WHAT YOU HAVE TO DO.
Reproduce the complete forum thread below on whether girls under 16 should be allowed to model, without changing a single character.

QUOTED TEXT.
+++
# BBC, should girls under 16 be allowed to model?



## newrmdmike (Jul 11, 2007)

http://news.bbc.co.uk/2/hi/uk_news/6290284.stm

i thought this was interesting. . . and agree that there is something wrong with the sexualization of these young girls.  i remember victoria secret hired a girl with dark hair, don't know her name . . . there was an article about her, they brought her on at age 16. . . she was their cover girl

a blanket statement of 'modeling' seems a bit broad to me, when really its usually the hardcore chic fashion industry that seems responsible for having young girls model in these provocative manners.  clothing STORES and such don't seem to be taking part in this.  If regulations are passed will it affect those stores ability to hire young women?

at any rate, there is nothing wrong with having someone monitor what is going on when they are working with minors.  WHY DON'T THESE KIDS PARENTS STEP IN?!!?!?!?!? i don't understand some people.


----------



## ERS1121 (Jul 11, 2007)

The parents won't step in because they see the paychecks coming in. It as simple as that.


----------



## mortallis288 (Jul 11, 2007)
+++
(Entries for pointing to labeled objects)
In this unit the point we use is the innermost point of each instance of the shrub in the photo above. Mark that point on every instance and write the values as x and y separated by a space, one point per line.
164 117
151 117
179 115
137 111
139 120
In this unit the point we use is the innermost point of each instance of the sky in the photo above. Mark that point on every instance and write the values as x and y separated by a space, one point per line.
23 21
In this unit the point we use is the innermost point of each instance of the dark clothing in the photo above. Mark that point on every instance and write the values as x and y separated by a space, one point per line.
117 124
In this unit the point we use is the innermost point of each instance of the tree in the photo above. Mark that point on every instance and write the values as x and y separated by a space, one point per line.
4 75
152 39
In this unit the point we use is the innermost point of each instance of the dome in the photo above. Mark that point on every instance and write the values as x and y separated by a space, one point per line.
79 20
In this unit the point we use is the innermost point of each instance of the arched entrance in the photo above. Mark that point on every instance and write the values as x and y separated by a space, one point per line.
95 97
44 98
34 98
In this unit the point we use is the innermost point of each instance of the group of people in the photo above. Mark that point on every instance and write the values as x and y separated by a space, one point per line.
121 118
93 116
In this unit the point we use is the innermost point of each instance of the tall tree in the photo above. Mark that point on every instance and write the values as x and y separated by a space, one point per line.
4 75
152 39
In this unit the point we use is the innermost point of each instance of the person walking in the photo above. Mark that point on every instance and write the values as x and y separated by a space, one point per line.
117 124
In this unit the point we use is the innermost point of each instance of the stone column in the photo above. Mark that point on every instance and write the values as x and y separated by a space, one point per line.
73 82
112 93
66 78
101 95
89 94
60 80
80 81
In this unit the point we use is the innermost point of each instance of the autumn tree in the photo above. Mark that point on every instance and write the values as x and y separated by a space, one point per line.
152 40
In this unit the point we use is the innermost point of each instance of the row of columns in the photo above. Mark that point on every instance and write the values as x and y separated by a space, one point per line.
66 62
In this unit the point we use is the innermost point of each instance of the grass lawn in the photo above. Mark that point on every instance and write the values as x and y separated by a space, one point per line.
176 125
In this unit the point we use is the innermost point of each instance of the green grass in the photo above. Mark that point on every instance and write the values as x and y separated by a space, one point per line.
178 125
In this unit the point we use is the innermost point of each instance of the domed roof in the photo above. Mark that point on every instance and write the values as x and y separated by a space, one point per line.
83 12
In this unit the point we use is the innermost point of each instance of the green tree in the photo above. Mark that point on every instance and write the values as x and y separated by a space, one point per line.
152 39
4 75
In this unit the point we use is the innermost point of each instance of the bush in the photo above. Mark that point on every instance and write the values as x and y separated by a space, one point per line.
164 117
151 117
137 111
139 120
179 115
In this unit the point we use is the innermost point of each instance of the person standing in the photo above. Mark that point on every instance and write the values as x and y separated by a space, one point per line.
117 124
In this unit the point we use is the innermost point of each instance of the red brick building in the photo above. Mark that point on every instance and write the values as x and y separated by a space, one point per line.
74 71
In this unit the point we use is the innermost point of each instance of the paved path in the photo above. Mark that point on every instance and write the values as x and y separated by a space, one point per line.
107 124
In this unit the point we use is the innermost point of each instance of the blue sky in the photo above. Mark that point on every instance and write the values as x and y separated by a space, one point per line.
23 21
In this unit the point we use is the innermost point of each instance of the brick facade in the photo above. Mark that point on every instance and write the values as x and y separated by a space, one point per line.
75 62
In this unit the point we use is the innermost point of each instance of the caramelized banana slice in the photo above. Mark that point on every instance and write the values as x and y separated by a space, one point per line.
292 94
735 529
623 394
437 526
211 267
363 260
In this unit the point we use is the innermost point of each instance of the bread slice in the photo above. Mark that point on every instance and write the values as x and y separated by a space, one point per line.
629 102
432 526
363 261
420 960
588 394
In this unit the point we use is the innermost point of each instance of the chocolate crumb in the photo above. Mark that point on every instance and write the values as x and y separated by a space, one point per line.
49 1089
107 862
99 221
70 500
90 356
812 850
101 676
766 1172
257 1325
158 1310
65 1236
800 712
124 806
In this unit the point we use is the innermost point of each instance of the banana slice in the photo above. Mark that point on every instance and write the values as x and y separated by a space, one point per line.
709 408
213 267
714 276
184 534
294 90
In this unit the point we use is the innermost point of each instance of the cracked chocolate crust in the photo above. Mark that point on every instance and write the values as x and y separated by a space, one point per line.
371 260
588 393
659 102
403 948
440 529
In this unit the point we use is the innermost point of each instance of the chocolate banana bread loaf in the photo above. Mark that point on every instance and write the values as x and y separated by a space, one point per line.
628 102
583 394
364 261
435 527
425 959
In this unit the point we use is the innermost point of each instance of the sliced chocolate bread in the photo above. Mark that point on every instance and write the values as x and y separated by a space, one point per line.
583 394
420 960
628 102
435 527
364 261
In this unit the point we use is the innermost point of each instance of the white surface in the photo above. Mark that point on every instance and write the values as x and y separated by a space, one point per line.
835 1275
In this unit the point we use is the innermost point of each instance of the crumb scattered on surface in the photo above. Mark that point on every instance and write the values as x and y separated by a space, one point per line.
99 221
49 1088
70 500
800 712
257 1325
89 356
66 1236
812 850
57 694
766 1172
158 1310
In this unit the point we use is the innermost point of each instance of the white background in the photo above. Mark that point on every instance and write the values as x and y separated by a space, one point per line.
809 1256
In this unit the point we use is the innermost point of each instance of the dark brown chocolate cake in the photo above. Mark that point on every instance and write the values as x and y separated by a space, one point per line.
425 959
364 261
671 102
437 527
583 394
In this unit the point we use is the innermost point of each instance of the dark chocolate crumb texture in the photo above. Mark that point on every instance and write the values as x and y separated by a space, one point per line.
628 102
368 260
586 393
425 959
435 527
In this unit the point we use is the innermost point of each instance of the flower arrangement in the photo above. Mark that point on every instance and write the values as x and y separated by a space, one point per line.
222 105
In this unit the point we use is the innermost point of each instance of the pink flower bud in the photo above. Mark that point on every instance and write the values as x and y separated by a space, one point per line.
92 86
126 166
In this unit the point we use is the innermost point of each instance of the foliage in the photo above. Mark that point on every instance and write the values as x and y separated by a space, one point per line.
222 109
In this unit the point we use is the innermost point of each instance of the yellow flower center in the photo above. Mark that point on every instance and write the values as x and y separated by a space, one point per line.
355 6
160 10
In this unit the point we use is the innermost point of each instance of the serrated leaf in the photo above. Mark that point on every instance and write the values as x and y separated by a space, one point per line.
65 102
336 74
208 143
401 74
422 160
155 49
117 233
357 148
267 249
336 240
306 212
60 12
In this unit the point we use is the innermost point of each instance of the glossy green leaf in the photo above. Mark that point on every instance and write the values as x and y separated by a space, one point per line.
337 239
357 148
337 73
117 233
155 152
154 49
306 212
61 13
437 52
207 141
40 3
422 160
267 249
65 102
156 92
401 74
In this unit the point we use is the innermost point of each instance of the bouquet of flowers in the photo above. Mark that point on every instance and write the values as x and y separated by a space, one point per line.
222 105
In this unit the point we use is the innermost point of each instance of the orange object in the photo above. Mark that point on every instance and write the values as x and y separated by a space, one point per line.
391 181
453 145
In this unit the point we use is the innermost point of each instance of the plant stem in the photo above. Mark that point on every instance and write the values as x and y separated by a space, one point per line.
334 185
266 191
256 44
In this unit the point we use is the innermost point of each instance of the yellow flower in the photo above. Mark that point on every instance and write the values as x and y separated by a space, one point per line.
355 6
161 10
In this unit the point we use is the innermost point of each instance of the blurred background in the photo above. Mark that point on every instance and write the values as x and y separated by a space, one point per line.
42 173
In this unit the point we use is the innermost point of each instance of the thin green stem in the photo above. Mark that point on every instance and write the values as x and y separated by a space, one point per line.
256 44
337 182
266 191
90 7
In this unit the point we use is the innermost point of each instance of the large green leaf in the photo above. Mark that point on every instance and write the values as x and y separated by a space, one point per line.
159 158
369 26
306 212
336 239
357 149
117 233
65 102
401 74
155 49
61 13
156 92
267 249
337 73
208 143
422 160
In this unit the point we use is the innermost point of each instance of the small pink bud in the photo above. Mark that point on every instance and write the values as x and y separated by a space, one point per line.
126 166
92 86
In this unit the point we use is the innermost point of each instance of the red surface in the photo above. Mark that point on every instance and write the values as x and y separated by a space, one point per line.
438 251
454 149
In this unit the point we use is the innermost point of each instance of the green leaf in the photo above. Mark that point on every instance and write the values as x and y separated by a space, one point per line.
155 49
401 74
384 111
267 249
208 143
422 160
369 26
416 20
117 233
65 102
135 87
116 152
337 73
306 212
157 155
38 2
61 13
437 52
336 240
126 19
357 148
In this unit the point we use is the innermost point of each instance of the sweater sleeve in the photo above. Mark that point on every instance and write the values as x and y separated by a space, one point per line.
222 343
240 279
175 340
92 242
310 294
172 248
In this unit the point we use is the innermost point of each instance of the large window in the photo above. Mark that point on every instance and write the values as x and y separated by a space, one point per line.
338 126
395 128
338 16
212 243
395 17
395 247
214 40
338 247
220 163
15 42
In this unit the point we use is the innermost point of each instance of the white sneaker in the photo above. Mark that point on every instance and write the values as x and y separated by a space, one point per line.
+++
RESULT OF THIS TASK.
# BBC, should girls under 16 be allowed to model?



## newrmdmike (Jul 11, 2007)

http://news.bbc.co.uk/2/hi/uk_news/6290284.stm

i thought this was interesting. . . and agree that there is something wrong with the sexualization of these young girls.  i remember victoria secret hired a girl with dark hair, don't know her name . . . there was an article about her, they brought her on at age 16. . . she was their cover girl

a blanket statement of 'modeling' seems a bit broad to me, when really its usually the hardcore chic fashion industry that seems responsible for having young girls model in these provocative manners.  clothing STORES and such don't seem to be taking part in this.  If regulations are passed will it affect those stores ability to hire young women?

at any rate, there is nothing wrong with having someone monitor what is going on when they are working with minors.  WHY DON'T THESE KIDS PARENTS STEP IN?!!?!?!?!? i don't understand some people.


----------



## ERS1121 (Jul 11, 2007)

The parents won't step in because they see the paychecks coming in. It as simple as that.


----------



## mortallis288 (Jul 11, 2007)